● **What to do**
Repeat the listing below in full, exactly as it stands.

● **Dataset excerpts**
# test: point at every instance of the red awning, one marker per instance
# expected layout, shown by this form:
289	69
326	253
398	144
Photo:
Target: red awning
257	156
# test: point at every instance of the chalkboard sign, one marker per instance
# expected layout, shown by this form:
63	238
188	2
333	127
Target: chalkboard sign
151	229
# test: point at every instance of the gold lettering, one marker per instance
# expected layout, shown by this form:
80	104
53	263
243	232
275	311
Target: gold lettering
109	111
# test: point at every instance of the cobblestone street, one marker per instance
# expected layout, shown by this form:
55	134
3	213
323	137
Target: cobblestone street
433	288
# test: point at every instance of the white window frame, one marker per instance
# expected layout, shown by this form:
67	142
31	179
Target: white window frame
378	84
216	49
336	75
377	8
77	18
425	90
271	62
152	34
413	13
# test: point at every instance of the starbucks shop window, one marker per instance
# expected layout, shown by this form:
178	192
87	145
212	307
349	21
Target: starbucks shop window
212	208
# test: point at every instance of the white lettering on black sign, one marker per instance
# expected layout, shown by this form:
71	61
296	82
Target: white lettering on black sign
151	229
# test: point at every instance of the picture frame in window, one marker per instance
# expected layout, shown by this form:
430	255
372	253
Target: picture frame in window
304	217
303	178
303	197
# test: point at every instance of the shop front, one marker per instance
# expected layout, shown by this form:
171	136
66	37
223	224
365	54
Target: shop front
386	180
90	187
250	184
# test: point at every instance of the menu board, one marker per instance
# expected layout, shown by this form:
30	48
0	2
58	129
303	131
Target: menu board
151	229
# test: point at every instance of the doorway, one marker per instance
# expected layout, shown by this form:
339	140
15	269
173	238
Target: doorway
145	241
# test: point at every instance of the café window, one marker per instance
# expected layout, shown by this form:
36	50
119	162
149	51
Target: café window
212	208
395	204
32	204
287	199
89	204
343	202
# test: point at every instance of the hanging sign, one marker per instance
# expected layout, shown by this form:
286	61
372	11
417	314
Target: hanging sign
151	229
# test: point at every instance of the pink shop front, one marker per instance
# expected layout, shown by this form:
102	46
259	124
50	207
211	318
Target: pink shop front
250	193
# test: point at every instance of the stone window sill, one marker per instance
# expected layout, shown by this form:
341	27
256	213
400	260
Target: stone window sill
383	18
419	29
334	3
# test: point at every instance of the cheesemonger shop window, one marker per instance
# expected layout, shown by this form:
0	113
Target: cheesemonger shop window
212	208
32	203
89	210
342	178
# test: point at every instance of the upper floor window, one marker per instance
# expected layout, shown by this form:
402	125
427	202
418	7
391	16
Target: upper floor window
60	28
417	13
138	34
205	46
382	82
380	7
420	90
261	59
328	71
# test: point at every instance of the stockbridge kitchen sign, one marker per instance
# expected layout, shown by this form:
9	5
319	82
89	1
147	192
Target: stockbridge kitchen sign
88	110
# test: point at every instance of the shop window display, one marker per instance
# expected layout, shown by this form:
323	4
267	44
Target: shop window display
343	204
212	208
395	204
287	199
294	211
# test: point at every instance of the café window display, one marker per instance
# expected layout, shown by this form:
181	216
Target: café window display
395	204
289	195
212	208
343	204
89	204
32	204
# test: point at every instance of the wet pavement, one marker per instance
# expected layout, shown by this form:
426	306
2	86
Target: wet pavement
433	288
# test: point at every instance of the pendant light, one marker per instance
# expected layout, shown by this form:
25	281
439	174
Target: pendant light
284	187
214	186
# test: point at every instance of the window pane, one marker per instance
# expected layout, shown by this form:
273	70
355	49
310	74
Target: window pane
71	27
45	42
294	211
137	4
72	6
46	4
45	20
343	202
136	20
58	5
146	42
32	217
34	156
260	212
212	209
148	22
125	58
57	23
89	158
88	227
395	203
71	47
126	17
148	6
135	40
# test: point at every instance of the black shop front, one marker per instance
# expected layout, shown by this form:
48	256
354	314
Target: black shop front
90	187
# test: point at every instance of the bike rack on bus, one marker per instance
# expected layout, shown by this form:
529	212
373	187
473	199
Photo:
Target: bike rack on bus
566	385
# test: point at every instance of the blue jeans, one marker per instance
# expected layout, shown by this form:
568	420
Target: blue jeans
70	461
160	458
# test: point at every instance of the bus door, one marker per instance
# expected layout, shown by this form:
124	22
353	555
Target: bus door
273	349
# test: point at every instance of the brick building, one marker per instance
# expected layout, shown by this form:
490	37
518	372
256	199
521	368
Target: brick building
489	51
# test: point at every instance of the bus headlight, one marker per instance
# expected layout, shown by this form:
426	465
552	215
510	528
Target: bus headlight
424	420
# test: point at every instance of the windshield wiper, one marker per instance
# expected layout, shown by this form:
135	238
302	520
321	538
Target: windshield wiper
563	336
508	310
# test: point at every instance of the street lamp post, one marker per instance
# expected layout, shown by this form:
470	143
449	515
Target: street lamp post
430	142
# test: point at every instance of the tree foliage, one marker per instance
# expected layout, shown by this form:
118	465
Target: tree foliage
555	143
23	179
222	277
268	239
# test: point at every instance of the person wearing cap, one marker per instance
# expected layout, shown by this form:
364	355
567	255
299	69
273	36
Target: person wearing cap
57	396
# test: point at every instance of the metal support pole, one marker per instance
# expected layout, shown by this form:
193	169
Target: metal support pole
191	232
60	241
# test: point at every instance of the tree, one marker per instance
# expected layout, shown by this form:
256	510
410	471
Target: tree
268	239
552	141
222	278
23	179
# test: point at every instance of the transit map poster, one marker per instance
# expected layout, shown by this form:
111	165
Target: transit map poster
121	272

● **Expected answer**
# test: point at every instance of the red awning, one marker per instance
# expected layout, shown by this form:
289	69
326	253
398	144
Photo:
Target: red awning
257	156
# test: point at every instance of the chalkboard sign, one marker per instance
# expected layout, shown by this form:
63	238
188	2
333	127
Target: chalkboard sign
151	229
# test: point at every instance of the gold lettering, one marker per instance
# expected layout, shown by this form:
80	104
53	263
243	232
275	311
Target: gold lettering
109	111
# test: point at every instance of the cobblestone street, one marker per instance
# expected layout, shown by this form:
55	134
3	213
323	137
Target: cobblestone street
433	288
# test: point at every instance of the white window frame, one marker per instance
# expected layout, shown by this form:
67	142
31	179
Target: white window frame
378	84
216	49
336	75
377	8
77	18
425	90
271	62
152	34
413	13
# test: point at every instance of the starbucks shop window, one marker per instance
# expected layout, shown by this form:
178	192
87	145
212	307
349	21
Target: starbucks shop window
212	208
# test: point at every instance of the white lettering on black sign, one marker per instance
# expected layout, shown by this form:
71	61
296	82
Target: white lettering on black sign
151	229
# test: point at every instance of the picture frame in window, one marker per instance
# expected layout, shown by this form:
430	255
372	253
Target: picture frame in window
304	217
303	178
303	197
# test: point at every instance of the shop front, one marker per instance
# expected layout, shown by this form:
171	136
66	37
223	224
365	54
Target: shop front
386	180
90	187
250	184
# test: point at every instance of the menu board, one marker per instance
# expected layout, shown by this form:
30	48
0	2
58	129
303	131
Target: menu board
151	229
# test: point at every instance of the doorway, one marker per instance
# expected layout, shown by this form:
339	140
15	269
173	238
Target: doorway
145	241
# test: point at every instance of the café window, one marker per instance
# expected layout, shown by this form:
36	50
119	162
149	51
Target: café window
212	208
395	204
32	204
287	199
89	204
343	202
# test: point at every instance of the hanging sign, one marker per instance
# expected layout, shown by this form:
286	61
372	11
417	314
Target: hanging sign
151	229
# test: point at every instance of the pink shop front, one marker per instance
# expected layout, shown by this form:
102	46
259	124
50	207
211	318
Target: pink shop front
250	193
# test: point at every instance of the stone window sill, one marker per instance
# expected layout, shown by this form:
341	27
256	213
400	260
Target: stone window sill
383	18
419	29
334	3
# test: point at every instance of the cheesemonger shop window, one marker per instance
# expected layout, shown by this form:
0	113
Target: cheesemonger shop window
212	208
32	203
89	210
342	178
# test: point at every instance of the upper floor window, one marker per instance
# expected layout, shown by this form:
402	125
427	202
418	7
391	16
Target: upper floor window
60	28
417	13
138	34
205	46
382	82
380	7
420	90
261	59
328	71
# test: point at every instance of the stockbridge kitchen sign, one marker per instance
# expected layout, shown by this form:
9	5
319	82
89	1
147	192
Target: stockbridge kitchen sign
88	110
# test: point at every instance of the shop window display, one marker per instance
# expected layout, shown by this form:
323	4
267	44
Target: shop window display
343	204
212	208
395	204
287	199
294	211
# test: point at every instance of the café window display, one marker per instance
# expected layout, shown by this form:
181	216
Target: café window display
395	204
289	195
212	208
343	204
89	204
32	204
# test: point at every instance of the wet pavement, one marker per instance
# expected layout, shown by this form:
426	306
2	86
Target: wet pavement
433	288
# test: point at every instance of the pendant light, one marker per instance
# expected layout, shown by this form:
25	281
439	174
Target: pendant light
284	187
214	186
# test: point at every instance of the window pane, one marker per instance
# expected layout, shown by this form:
273	70
355	49
310	74
Target: window pane
71	27
45	42
294	211
137	4
72	6
46	4
45	20
343	202
136	20
58	5
146	42
32	217
34	156
260	212
212	209
148	22
125	58
57	23
89	158
88	227
395	203
71	47
126	17
148	6
135	40
# test: point at every instance of the black shop front, one marker per instance
# expected layout, shown by this form:
48	256
354	314
Target: black shop front
90	187
# test: point at every instance of the bike rack on bus, one marker per instance
# expected layout, shown by this form:
529	212
373	187
473	199
Photo:
Target: bike rack on bus
566	385
# test: point at every instance of the blue jeans, one marker per instance
# expected layout, shown by this form:
568	420
Target: blue jeans
70	461
160	458
# test: point at every instance of the bus door, one marker per instance
# expected layout, shown by this form:
124	22
353	555
Target: bus door
273	349
# test: point at every instance of the brick building, one marker per instance
# expected layout, shown by this form:
490	37
518	372
256	199
521	368
Target: brick building
489	51
# test: point at every instance of the bus headlight, one marker per instance
# expected layout, shown by this form:
426	465
552	215
510	528
Target: bus headlight
424	420
# test: point at every instance of the windshield wiper, one marker per instance
# expected layout, shown by this form:
135	238
302	520
321	538
Target: windshield wiper
563	336
508	310
# test: point at every instance of the street lamp post, one marker per instance
# expected layout, shown by this form:
470	143
449	515
Target: street lamp post
430	142
# test: point at every instance of the tree foliage, one marker per instance
# expected layout, shown by this form:
118	465
Target: tree foliage
555	143
23	179
222	277
268	239
# test: point at every instance of the person wearing cap, one marker per instance
# expected layout, shown by this form:
364	355
567	255
299	69
273	36
Target: person wearing cap
57	396
# test: point at every instance of the metal support pole, one marker per instance
# expected layout, shown by this form:
193	169
Target: metal support pole
191	232
60	241
# test: point at every instance of the tree, one marker per instance
# expected layout, shown by this form:
256	510
410	471
Target: tree
268	239
552	141
222	278
23	179
# test: point at every instance of the transit map poster, one marker per instance
# expected layout, shown by this form:
111	165
Target: transit map poster
121	272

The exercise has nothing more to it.